_Entries drawn from a collection:_
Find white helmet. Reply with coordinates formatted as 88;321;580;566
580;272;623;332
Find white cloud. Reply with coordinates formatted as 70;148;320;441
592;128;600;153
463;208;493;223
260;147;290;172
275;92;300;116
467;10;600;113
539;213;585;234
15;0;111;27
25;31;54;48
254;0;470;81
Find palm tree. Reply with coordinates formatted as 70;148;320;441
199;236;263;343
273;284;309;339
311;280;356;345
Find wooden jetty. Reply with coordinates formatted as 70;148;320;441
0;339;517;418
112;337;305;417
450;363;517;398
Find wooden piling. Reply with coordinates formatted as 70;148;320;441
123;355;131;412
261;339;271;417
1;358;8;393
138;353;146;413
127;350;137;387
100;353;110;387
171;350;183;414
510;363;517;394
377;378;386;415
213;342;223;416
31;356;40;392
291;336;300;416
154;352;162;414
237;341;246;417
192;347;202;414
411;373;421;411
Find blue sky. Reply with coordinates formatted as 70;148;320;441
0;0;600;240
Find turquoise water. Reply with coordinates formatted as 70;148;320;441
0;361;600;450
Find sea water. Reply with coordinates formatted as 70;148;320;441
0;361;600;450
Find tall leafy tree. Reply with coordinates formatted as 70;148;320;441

_Requirements:_ Turn the rows into a numbered list, starting with the line that contains "Find wooden jetty." and running through the end of the rows, both included. Leave out any blank lines.

_Correct response:_
1. Find wooden jetty. Reply with coordinates formatted as 70;148;320;441
2. 0;339;517;418
3. 112;337;305;417
4. 450;363;517;398
5. Find wooden piling. Reply with coordinates formatted as 70;148;320;441
6. 123;355;131;412
7. 261;339;271;417
8. 1;358;8;393
9. 138;353;146;413
10. 127;350;137;387
11. 100;353;110;387
12. 171;350;183;414
13. 510;363;517;394
14. 377;378;386;415
15. 213;342;223;416
16. 31;356;40;392
17. 291;336;300;416
18. 154;352;162;414
19. 237;341;246;417
20. 192;347;202;414
21. 411;373;421;411
22. Find blue sky. Reply with coordinates formatted as 70;148;320;441
23. 0;0;600;240
24. Find turquoise water. Reply with coordinates formatted as 70;148;320;441
25. 0;361;600;450
26. Find sea water. Reply with coordinates formatted as 70;148;320;441
27. 0;361;600;450
28. Find tall leafy tree. Reply with coordinates formatted as 70;148;320;441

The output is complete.